→ **Work request**
Return the listing below verbatim. Pictures do not belong in the copy.

--------------------------------

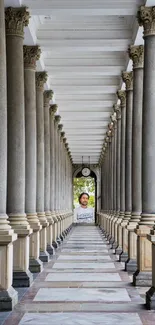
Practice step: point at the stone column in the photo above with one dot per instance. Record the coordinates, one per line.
(53, 109)
(117, 109)
(143, 275)
(31, 55)
(60, 127)
(122, 96)
(57, 121)
(16, 19)
(136, 54)
(48, 94)
(8, 296)
(128, 80)
(41, 78)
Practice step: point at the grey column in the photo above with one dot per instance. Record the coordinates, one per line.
(53, 109)
(41, 78)
(31, 55)
(128, 80)
(122, 96)
(16, 20)
(8, 296)
(136, 53)
(48, 94)
(117, 109)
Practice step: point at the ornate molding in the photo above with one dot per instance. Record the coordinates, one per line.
(62, 135)
(117, 109)
(60, 127)
(121, 94)
(53, 109)
(48, 95)
(41, 78)
(146, 18)
(128, 79)
(136, 54)
(31, 55)
(15, 20)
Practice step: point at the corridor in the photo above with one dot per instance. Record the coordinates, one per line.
(83, 284)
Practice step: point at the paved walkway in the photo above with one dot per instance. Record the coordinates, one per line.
(83, 284)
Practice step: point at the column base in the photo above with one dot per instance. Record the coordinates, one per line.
(59, 240)
(50, 249)
(35, 265)
(22, 279)
(150, 298)
(8, 299)
(44, 257)
(123, 257)
(131, 265)
(142, 279)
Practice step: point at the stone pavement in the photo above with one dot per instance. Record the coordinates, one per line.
(83, 284)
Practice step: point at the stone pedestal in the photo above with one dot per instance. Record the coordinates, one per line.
(122, 96)
(136, 54)
(16, 19)
(31, 55)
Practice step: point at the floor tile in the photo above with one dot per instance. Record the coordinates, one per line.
(82, 294)
(83, 277)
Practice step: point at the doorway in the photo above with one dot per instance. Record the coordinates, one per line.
(88, 185)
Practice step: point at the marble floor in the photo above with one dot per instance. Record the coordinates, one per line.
(83, 284)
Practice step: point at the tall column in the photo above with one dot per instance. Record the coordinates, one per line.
(31, 55)
(128, 80)
(143, 275)
(53, 109)
(136, 53)
(122, 96)
(48, 94)
(117, 110)
(16, 19)
(8, 296)
(57, 121)
(41, 78)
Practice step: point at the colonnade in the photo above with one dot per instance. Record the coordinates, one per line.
(128, 177)
(35, 162)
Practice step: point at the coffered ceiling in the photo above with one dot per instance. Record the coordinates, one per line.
(84, 49)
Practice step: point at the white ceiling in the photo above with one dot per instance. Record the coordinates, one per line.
(84, 49)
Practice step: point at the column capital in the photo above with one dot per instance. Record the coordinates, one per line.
(31, 55)
(146, 18)
(57, 119)
(128, 79)
(48, 95)
(41, 78)
(136, 54)
(53, 109)
(15, 20)
(121, 94)
(117, 109)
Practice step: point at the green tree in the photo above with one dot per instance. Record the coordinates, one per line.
(84, 184)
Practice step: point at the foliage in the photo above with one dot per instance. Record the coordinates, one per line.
(87, 185)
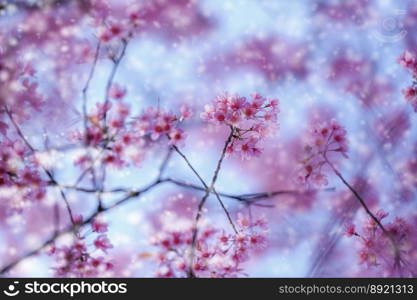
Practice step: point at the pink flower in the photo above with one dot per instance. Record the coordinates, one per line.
(117, 92)
(350, 230)
(185, 112)
(99, 226)
(103, 243)
(408, 60)
(325, 141)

--------------------------------

→ **Completed exercise**
Practice step: point at the stone column in the photo above with one dot per instance. Record the coordinates, one per line.
(53, 109)
(117, 109)
(143, 275)
(31, 55)
(60, 127)
(122, 96)
(57, 121)
(16, 19)
(136, 54)
(48, 94)
(8, 296)
(128, 80)
(41, 78)
Practice step: point at the grey column in the photo above with one dot per instance. Record the coordinates, one per line.
(53, 109)
(41, 78)
(31, 55)
(128, 80)
(122, 96)
(16, 20)
(8, 296)
(136, 53)
(48, 94)
(117, 109)
Practice step: point at the ornate molding in the photo above with one dot per instance. Record the coordinates, one per line.
(62, 135)
(117, 109)
(60, 127)
(121, 94)
(53, 109)
(48, 95)
(41, 78)
(146, 18)
(128, 79)
(136, 54)
(31, 55)
(15, 20)
Practice step: point at the corridor in the photo above with one dot per instance. Record the coordinates, one per line.
(83, 284)
Practice step: point at the paved walkway in the photo above with one dot per instance. Record the coordinates, one per line.
(83, 284)
Practice step: point at the column base in the photo above with one dot per instance. Record the coordinates, one per line.
(59, 240)
(50, 249)
(35, 265)
(22, 279)
(150, 298)
(8, 299)
(44, 257)
(123, 257)
(131, 265)
(142, 279)
Practice step: point at the stone pavement in the photo above with one dot per instance. Record the coordinates, one per line.
(83, 284)
Practice step: point at the stone pedestal in the photo above with one dot per instance. Record the coordinates, one per line.
(122, 96)
(136, 54)
(16, 19)
(31, 55)
Practice step: point at the floor tile in the photo above with one dot per instance. Record the coordinates, one per line.
(82, 294)
(83, 277)
Practice step: point at the doorway in the photo above with one dot per instance. Record the coordinates, one per line.
(88, 185)
Practice step: point at the marble floor in the photo above with one dot per instance. Record the coordinates, one per line.
(83, 284)
Practice step: point at the tall column in the photo above with one dot per instance. Record the coordinates, one per line.
(31, 55)
(128, 80)
(143, 275)
(53, 109)
(136, 53)
(122, 96)
(48, 94)
(117, 110)
(16, 19)
(8, 296)
(57, 121)
(41, 78)
Practice step: point at the colonnade in the photo above with one dot per instance. Record the coordinates, one per line.
(128, 177)
(35, 162)
Practice step: point at the coffered ceiling in the photo above with one dot per instance. Record the coordinates, one per line.
(84, 49)
Practice step: point at the white ceiling in the photo above with one dot per instance. Record the coordinates, one per line.
(84, 49)
Practice step: point at the column capital in the photo above with one dot per instance. Record the coordinates, one per line.
(31, 55)
(146, 18)
(57, 119)
(128, 79)
(48, 95)
(41, 78)
(136, 54)
(53, 109)
(15, 20)
(121, 94)
(117, 109)
Practice step: point at the green tree in the photo above with one dot per instance. Record the coordinates, one per line.
(84, 184)
Practice step: point at the foliage in the photo above with one dot per instance. Record the coordinates, one per line.
(87, 185)
Practice step: point at the pink flower in the photo above with one dot per instance. Record the coordinates, one per line.
(117, 92)
(350, 230)
(185, 112)
(99, 226)
(103, 243)
(408, 60)
(325, 141)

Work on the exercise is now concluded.